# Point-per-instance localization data
------------
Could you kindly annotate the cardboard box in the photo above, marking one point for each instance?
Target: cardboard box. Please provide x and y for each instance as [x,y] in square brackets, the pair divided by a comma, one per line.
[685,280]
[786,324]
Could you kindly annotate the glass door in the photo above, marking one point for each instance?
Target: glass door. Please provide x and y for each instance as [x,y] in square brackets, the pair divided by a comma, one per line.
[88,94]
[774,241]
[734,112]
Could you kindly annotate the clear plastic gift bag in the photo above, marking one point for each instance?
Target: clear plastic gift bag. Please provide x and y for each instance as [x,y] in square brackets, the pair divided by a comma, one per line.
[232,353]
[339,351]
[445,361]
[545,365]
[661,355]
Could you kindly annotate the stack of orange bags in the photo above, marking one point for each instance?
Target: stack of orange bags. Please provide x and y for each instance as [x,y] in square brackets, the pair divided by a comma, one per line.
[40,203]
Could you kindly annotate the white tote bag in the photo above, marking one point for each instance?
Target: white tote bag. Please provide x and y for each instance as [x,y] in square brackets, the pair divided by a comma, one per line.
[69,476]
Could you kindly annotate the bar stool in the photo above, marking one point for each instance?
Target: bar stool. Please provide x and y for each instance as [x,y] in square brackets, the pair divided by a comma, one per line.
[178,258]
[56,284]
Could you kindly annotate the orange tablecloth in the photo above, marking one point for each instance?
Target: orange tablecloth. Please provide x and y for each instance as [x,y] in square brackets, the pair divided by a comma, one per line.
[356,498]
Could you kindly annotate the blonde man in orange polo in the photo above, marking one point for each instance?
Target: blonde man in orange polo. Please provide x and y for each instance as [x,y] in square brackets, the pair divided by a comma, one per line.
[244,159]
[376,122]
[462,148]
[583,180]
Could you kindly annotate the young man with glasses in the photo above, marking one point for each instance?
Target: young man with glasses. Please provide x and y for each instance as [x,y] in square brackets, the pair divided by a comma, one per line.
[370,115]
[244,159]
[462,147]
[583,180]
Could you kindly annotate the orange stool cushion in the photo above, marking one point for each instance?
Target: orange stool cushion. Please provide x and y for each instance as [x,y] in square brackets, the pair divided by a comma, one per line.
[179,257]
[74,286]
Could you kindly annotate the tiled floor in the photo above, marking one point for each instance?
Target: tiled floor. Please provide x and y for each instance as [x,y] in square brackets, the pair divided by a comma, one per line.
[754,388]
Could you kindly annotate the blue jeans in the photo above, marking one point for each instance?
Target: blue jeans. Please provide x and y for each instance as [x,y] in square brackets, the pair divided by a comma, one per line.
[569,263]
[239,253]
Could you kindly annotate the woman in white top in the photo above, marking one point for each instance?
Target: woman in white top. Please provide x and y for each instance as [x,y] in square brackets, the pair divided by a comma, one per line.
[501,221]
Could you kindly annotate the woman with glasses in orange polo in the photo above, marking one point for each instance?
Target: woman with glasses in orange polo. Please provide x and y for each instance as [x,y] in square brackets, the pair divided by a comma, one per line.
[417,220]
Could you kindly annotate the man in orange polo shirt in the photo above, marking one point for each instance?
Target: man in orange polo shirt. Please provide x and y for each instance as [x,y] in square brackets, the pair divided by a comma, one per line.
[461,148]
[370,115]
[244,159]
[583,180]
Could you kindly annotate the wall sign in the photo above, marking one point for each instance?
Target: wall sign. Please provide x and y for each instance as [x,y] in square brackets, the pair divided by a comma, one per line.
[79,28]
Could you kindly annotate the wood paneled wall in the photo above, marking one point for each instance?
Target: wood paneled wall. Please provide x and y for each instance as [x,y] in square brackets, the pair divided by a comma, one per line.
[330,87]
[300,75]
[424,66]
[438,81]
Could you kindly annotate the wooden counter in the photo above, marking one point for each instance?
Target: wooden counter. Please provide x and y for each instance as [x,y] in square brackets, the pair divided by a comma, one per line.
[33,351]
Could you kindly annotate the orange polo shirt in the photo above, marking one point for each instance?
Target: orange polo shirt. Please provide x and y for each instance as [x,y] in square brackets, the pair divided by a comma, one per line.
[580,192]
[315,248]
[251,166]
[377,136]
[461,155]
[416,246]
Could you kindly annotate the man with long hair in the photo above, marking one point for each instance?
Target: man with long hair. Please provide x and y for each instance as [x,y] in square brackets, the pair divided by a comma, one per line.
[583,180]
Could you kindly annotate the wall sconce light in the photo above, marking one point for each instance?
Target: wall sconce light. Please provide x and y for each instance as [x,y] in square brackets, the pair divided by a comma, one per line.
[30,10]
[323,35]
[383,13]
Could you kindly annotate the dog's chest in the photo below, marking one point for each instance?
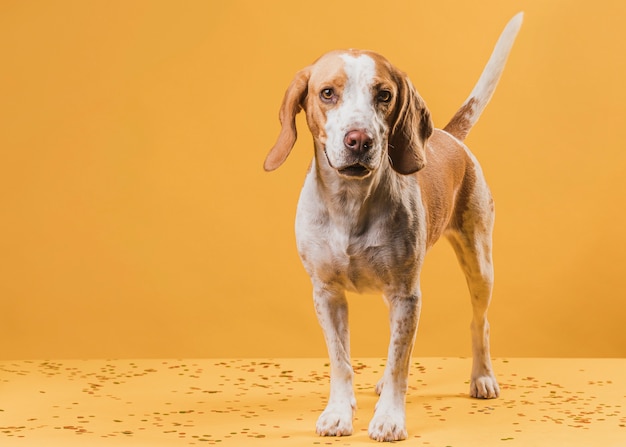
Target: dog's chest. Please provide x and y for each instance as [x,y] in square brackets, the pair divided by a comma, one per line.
[370,257]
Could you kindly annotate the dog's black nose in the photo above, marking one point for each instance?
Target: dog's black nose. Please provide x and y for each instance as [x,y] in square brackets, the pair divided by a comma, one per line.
[357,141]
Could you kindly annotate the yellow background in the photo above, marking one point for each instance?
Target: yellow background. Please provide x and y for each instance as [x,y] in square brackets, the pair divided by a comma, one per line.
[136,219]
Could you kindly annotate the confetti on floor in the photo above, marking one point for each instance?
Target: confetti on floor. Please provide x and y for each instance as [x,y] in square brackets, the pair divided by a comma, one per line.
[265,402]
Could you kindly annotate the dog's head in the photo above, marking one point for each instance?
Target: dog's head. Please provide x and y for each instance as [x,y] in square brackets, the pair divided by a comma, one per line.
[361,110]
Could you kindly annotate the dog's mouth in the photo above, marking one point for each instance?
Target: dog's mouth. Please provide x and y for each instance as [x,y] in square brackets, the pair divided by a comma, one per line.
[356,170]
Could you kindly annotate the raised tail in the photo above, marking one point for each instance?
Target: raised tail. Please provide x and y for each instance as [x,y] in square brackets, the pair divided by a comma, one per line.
[465,118]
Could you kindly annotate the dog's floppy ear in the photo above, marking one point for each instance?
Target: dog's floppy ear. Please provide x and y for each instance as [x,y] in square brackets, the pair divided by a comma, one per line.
[292,103]
[410,128]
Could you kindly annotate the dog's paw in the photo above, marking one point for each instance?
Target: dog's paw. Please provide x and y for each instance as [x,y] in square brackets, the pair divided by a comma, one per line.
[335,420]
[484,387]
[388,426]
[379,386]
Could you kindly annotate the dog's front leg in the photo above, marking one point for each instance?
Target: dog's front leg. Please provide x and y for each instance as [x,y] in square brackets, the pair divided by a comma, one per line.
[331,307]
[389,421]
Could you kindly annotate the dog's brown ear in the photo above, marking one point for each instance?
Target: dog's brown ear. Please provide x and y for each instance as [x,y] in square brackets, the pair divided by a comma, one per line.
[410,128]
[292,103]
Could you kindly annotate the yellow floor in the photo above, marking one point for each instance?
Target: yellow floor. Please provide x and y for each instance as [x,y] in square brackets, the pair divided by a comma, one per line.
[265,402]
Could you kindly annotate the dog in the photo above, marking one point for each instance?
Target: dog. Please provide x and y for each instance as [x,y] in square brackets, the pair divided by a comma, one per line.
[383,187]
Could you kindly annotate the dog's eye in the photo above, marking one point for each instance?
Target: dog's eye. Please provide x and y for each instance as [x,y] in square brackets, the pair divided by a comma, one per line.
[384,96]
[327,94]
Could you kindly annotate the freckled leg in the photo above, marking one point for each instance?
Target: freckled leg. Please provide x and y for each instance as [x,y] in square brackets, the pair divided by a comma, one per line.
[332,312]
[474,254]
[389,421]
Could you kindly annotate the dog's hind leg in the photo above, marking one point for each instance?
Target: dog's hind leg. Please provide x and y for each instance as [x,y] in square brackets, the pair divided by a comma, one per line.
[331,307]
[472,244]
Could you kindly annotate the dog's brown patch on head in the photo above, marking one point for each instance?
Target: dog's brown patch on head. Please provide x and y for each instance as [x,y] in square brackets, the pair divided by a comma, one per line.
[326,73]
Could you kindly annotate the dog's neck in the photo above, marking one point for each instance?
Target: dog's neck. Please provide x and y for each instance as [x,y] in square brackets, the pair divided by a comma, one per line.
[355,203]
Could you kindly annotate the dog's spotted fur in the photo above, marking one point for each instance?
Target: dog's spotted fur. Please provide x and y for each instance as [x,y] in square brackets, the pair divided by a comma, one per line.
[384,186]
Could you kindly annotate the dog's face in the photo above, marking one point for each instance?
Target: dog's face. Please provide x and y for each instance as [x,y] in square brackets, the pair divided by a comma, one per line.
[362,113]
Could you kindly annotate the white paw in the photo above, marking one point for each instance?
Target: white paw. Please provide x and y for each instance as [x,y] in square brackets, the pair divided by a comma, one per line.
[484,387]
[335,420]
[379,386]
[388,426]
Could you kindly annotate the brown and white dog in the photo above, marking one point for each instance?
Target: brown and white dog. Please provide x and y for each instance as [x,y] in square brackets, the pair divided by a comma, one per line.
[384,185]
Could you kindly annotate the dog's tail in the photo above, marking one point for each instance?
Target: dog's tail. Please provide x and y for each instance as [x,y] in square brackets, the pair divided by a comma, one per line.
[462,122]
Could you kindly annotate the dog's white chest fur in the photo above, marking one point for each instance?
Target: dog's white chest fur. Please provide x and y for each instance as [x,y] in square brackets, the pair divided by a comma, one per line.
[347,243]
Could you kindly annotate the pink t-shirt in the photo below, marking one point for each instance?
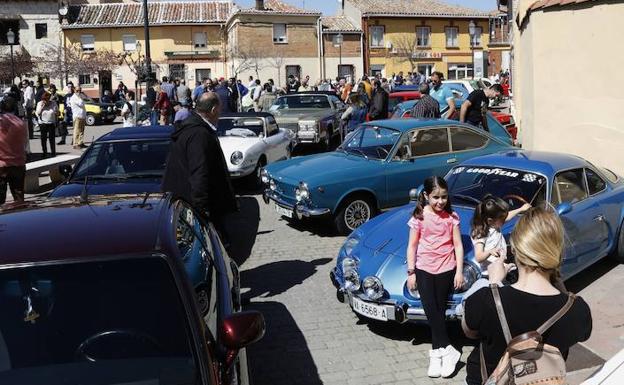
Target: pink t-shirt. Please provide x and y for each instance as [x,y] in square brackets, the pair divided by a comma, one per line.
[436,252]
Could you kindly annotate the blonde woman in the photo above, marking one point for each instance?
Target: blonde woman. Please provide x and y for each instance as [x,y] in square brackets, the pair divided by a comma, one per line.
[537,243]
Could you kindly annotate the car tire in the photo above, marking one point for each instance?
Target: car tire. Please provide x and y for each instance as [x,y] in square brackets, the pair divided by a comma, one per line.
[354,211]
[618,253]
[91,120]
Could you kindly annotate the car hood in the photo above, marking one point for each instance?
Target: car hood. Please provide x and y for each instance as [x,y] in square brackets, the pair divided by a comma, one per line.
[229,144]
[137,186]
[317,166]
[295,115]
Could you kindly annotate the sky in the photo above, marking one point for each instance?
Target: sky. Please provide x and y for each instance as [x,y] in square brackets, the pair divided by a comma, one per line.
[330,7]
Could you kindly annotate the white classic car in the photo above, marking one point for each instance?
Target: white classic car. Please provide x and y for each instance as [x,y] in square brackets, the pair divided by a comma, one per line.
[250,141]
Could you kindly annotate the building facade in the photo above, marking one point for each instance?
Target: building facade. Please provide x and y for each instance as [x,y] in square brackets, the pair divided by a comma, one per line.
[187,40]
[274,40]
[564,102]
[423,35]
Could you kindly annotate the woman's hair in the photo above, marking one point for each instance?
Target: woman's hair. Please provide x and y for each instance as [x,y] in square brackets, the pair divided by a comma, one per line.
[430,184]
[491,207]
[537,241]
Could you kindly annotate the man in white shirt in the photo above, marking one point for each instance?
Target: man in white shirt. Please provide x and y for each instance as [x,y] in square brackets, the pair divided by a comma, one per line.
[79,115]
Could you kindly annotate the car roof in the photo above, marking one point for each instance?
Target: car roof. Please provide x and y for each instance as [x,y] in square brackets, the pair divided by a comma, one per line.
[66,228]
[410,123]
[246,115]
[547,163]
[139,132]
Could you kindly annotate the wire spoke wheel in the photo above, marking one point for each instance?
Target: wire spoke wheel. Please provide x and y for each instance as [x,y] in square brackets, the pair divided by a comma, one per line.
[356,214]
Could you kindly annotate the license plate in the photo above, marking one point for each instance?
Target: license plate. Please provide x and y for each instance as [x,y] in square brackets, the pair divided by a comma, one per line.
[282,211]
[369,310]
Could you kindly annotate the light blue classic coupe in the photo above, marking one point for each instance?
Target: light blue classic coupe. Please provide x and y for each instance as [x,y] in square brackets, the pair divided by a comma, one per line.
[371,268]
[374,168]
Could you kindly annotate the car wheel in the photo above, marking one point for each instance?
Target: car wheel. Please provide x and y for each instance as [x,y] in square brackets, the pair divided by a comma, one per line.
[90,120]
[618,254]
[354,212]
[202,300]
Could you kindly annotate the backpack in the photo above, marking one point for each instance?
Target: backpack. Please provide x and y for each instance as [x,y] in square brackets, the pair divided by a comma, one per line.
[527,359]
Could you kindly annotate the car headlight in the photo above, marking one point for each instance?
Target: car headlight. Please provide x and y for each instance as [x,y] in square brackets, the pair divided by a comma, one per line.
[351,280]
[372,287]
[264,176]
[471,274]
[236,158]
[304,126]
[302,192]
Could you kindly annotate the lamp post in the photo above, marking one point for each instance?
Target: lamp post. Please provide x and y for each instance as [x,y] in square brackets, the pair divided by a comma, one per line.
[11,41]
[472,30]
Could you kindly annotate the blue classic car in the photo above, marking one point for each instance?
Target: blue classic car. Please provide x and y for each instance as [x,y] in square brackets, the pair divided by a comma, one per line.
[374,168]
[370,273]
[124,161]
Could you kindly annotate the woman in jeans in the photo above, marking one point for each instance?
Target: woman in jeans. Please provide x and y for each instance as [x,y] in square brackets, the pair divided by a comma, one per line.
[537,243]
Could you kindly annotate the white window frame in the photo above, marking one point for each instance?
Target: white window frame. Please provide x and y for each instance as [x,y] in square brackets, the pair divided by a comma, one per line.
[200,40]
[280,33]
[129,43]
[379,41]
[87,42]
[420,37]
[451,34]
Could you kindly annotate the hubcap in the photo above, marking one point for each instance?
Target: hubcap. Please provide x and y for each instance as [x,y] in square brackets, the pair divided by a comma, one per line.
[356,214]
------------
# Exercise brief
Look through the records and gather each line with the word "below".

# Exercise result
Could you kindly annotate the dog's chest in the photo below, marking one point for each instance?
Could you kindly annotate the pink t-shirt in the photo below, marking one point for each instance?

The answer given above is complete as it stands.